◆ **Objective A**: Decide whether each statement agrees with the forum thread below. Answer yes or no for each and quote the deciding words. (i) The original poster bought the Powerbook G4 on Ebay. (ii) wraith says every Mac requires Apple + C at startup. (iii) MyChalupa says the "Reset Password" option appears under the "Utilities" tab.
◆ **Objective B**: List the username of every person who posts in the forum thread below.

◆ **Source document**:

........

# Hep! How to install Mac OSX on Powerbook G4 w/o Administrator Password!



## vigilantex69 (Dec 8, 2008)

Hey! I recently purchased a Powerbook G4 on Ebay and I just received it today. I bought the newest OSX software to put on it but when I put the disc in the computer and click install it says I have to enter an administrator password. I have no idea what the password is! How do I go about reinstalling the OS without the password? I just simply want to clear everything and reset it. I am not a computer technical person and normally on a PC I just put the disc in the computer and restart it and it boots from the disc. I tried doing that with the Mac but it never starts up an installation when I turn the computer on with the disc in it. I looked on another website and someone said to restart it with the disc in and hold the apple button and the C button and the down button. I tried that a couple of times and nothing happened. Somebody please help!!


----------



## wraith (Dec 19, 2008)

You may want to try holding just C right after to hear the startup chime. Some Macs require C and others require Apple + C. One of those key combinations should work. If they don't, something else is up.


----------



## Doctor X (Dec 19, 2008)

You may also want to get one of Pogue's books on Tiger/Leopard or, especially, on switching from PC to Mac.  I have the former--excellent--and Gurus HERE who use both PCs and Macs or have switched highly recommend the latter.

--J.D.


----------



## icemanjc (Dec 20, 2008)

You can also try holding the "option" key when you start up and then select the cd.


----------



## MyChalupa (Dec 22, 2008)

Boot from the cd as Wraith said. There is a tab at the top for "Utilities." The dropdown will show a "Reset Password" option. Here is a link that describes in a bit more detail.

http://kb.wisc.edu/helpdesk/page.php?id=3853


----------

........

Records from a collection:
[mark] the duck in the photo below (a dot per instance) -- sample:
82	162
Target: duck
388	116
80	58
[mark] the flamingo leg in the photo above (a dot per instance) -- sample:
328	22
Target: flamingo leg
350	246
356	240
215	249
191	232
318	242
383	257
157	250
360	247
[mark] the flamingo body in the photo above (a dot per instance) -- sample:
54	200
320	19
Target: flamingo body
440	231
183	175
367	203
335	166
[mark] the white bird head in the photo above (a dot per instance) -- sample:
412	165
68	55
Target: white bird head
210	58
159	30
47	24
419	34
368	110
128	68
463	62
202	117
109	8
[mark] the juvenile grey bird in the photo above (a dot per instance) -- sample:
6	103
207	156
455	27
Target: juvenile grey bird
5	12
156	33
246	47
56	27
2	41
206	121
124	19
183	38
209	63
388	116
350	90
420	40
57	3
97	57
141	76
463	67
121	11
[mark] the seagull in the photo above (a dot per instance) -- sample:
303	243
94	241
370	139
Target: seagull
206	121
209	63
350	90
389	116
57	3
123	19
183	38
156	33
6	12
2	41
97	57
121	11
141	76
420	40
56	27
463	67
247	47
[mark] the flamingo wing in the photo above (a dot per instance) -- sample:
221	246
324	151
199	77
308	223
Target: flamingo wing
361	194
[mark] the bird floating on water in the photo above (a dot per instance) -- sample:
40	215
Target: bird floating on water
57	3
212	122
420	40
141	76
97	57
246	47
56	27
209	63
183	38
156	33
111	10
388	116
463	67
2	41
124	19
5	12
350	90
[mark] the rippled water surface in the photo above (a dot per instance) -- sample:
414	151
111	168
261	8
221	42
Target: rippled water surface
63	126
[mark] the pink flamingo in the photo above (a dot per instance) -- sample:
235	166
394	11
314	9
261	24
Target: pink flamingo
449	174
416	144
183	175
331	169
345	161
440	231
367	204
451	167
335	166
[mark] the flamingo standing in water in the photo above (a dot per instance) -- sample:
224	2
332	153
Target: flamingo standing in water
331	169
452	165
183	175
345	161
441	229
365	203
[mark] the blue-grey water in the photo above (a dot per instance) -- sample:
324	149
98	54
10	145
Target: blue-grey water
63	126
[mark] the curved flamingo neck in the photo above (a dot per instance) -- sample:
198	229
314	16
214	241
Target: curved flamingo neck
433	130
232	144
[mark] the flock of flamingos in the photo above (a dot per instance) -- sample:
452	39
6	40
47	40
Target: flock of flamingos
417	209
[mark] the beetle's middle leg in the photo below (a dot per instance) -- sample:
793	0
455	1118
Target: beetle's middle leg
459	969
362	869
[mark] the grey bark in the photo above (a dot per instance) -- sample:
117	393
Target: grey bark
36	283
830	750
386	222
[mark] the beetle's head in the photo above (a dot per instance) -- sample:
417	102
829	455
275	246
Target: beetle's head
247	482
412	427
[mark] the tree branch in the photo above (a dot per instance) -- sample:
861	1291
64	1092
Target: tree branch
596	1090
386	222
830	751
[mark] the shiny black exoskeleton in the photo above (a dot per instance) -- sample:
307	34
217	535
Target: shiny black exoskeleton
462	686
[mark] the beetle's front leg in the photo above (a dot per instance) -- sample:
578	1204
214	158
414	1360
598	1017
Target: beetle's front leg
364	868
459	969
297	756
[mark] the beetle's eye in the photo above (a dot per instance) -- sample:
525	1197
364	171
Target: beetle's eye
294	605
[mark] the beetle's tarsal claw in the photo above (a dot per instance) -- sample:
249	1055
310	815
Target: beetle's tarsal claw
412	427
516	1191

........

◆ **Exercise answer A**:
(i) Yes: "I recently purchased a Powerbook G4 on Ebay"
(ii) No: "Some Macs require C and others require Apple + C."
(iii) Yes: "There is a tab at the top for "Utilities." The dropdown will show a "Reset Password" option."

◆ **Exercise answer B**: vigilantex69, wraith, Doctor X, icemanjc, MyChalupa